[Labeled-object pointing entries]
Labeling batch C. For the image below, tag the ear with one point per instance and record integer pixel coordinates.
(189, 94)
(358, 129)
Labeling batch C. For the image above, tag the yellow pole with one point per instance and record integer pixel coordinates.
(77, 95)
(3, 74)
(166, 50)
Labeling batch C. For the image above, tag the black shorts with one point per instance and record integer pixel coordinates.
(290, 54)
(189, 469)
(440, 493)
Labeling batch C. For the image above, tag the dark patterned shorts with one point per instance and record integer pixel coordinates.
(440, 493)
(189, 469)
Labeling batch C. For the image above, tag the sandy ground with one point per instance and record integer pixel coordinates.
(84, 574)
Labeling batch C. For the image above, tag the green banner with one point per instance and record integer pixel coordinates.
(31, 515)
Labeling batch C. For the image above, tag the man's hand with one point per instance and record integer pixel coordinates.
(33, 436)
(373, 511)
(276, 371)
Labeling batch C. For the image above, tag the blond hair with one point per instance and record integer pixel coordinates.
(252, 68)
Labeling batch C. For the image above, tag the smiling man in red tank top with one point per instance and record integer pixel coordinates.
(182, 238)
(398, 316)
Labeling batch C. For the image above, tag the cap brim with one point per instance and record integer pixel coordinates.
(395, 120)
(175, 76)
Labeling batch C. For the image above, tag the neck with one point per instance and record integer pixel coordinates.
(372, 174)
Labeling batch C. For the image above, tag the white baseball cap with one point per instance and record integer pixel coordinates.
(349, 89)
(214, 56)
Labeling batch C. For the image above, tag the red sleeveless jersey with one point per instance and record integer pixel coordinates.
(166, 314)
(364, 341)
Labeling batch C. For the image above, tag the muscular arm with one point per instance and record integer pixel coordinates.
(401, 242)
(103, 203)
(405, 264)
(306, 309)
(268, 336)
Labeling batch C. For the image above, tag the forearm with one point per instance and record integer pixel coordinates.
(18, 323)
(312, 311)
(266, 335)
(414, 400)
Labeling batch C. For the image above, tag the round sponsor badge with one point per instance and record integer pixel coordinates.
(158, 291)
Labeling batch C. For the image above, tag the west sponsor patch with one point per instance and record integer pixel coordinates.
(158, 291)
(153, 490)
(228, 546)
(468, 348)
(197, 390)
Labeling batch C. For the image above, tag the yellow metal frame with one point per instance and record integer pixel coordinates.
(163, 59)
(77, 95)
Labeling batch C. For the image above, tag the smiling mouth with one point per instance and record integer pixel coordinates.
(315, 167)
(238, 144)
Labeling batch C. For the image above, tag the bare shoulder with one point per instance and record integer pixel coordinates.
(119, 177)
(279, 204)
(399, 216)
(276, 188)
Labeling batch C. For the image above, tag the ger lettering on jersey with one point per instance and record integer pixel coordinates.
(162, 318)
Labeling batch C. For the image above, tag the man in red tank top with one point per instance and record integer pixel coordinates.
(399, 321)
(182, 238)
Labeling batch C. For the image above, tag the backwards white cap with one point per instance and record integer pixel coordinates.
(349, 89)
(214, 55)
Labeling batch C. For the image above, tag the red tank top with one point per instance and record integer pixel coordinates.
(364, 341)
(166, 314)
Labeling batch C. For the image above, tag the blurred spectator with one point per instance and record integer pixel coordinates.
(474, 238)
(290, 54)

==

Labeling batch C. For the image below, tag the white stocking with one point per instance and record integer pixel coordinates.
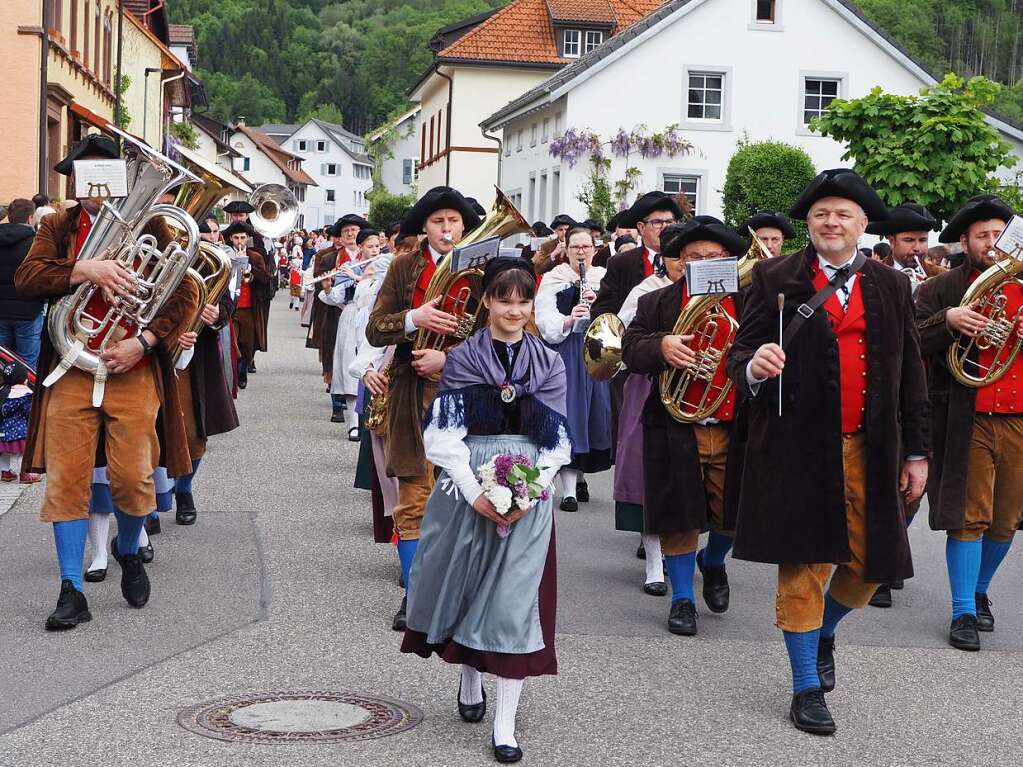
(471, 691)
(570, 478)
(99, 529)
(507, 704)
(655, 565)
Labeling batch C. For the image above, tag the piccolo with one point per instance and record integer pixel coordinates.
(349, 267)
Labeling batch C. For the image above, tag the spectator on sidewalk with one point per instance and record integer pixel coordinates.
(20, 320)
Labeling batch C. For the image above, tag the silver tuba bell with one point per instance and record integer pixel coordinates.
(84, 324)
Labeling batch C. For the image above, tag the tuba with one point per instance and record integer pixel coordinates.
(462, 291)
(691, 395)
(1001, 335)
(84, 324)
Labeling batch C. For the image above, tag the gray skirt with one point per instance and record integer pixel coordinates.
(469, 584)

[Work to complete] Extract each line of the entries above that contains the word "smiling", treating case as significant.

[Written solution]
Labeling batch C. For the image above, tag the smiling man in red tank top with one point per instance and record integer pixel coordinates.
Labeling batch C. For the image above, tag the smiling mouth with one point per instance and record integer pixel coordinates.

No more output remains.